------ INFORMATION

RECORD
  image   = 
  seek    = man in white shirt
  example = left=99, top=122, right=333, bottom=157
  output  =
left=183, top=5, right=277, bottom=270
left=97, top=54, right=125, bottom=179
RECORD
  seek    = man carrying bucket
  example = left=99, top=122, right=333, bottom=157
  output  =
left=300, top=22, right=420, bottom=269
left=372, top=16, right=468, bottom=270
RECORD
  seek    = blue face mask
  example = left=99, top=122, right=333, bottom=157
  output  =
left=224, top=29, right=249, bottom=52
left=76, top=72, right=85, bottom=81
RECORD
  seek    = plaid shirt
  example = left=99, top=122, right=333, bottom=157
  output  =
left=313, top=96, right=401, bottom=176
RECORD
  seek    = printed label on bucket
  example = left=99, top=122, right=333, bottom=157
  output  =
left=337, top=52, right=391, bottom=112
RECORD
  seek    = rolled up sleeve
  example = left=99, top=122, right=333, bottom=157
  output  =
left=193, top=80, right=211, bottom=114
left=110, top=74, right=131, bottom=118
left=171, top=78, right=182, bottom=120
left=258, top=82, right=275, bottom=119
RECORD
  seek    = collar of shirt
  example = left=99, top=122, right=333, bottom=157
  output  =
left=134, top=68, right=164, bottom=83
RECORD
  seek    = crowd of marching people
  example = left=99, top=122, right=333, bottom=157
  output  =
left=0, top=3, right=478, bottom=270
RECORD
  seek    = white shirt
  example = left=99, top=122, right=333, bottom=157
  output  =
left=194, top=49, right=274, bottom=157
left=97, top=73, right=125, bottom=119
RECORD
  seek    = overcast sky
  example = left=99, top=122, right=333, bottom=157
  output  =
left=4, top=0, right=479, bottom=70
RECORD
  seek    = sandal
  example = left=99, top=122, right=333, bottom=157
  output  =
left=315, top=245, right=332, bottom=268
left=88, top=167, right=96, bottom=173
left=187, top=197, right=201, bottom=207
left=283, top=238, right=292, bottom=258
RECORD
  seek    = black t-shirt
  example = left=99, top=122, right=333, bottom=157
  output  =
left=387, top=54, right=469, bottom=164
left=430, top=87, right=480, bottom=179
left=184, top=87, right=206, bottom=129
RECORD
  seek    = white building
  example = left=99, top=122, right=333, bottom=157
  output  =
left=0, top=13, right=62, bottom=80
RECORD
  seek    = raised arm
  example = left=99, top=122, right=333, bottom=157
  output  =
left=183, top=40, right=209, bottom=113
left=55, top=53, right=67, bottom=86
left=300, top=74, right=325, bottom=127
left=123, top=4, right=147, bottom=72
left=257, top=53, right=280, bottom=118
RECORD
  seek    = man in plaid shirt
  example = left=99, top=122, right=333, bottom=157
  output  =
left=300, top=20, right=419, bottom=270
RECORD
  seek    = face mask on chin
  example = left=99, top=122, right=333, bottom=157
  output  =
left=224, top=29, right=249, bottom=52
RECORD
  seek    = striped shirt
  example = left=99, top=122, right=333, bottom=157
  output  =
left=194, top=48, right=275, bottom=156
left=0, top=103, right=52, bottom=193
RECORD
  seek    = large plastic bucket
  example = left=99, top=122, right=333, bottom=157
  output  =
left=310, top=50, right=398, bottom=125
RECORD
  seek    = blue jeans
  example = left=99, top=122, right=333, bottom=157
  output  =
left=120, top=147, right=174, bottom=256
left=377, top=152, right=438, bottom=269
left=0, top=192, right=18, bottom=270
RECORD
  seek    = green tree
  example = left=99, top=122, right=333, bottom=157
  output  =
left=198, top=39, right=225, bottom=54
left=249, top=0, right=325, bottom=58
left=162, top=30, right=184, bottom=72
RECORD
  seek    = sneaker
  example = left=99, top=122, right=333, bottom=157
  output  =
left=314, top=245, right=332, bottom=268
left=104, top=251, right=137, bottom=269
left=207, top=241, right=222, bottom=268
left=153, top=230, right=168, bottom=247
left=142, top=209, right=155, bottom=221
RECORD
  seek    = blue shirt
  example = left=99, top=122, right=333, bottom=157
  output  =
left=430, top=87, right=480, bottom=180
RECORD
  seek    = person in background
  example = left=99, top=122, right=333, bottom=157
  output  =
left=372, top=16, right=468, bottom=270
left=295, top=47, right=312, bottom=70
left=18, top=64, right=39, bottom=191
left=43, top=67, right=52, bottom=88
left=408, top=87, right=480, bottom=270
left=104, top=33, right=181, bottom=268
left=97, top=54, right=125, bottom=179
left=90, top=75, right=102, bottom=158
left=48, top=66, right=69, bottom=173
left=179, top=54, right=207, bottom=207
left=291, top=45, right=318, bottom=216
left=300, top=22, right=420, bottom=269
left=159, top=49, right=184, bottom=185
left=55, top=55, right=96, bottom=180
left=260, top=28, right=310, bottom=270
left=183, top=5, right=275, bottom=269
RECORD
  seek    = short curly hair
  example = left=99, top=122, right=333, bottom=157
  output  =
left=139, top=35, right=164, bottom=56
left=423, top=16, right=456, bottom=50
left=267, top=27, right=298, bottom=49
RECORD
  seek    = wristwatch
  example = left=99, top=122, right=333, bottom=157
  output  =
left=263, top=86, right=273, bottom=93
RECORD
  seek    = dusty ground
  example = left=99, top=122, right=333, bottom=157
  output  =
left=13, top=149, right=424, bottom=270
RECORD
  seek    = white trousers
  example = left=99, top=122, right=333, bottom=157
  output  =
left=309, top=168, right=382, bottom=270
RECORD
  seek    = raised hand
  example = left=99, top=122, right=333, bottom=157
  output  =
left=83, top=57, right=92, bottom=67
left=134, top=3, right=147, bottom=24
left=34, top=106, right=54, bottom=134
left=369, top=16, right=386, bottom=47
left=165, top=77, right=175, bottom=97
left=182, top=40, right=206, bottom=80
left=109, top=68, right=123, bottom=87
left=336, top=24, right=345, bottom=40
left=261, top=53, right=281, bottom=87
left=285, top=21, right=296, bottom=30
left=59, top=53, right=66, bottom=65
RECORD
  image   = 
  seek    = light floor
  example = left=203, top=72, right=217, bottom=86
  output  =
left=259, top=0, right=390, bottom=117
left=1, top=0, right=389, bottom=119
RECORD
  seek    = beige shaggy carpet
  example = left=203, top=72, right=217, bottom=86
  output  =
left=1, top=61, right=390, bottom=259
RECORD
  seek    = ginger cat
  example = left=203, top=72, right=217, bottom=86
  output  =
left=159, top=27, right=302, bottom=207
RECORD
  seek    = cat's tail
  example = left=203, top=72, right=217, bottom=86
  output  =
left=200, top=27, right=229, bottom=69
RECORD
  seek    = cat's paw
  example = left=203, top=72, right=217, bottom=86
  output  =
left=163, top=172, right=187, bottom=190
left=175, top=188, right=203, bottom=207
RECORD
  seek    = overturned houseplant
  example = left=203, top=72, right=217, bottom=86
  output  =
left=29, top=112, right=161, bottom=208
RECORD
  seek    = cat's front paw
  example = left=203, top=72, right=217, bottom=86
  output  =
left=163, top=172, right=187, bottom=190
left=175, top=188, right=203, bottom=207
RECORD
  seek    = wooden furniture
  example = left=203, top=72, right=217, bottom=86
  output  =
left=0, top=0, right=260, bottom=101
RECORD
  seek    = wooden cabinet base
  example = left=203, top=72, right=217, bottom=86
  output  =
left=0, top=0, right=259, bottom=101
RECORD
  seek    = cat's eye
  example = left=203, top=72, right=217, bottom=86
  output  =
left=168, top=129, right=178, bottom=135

------------

> **EXERCISE INSTRUCTIONS**: Repeat the material exactly. Begin with its first line and end with the line that has "blue face mask".

> **RESULT FOR THIS TASK**:
RECORD
  image   = 
  seek    = man in white shirt
  example = left=99, top=122, right=333, bottom=157
  output  =
left=183, top=5, right=277, bottom=270
left=97, top=54, right=125, bottom=179
RECORD
  seek    = man carrying bucket
  example = left=99, top=122, right=333, bottom=157
  output  =
left=300, top=22, right=420, bottom=269
left=372, top=16, right=468, bottom=270
RECORD
  seek    = blue face mask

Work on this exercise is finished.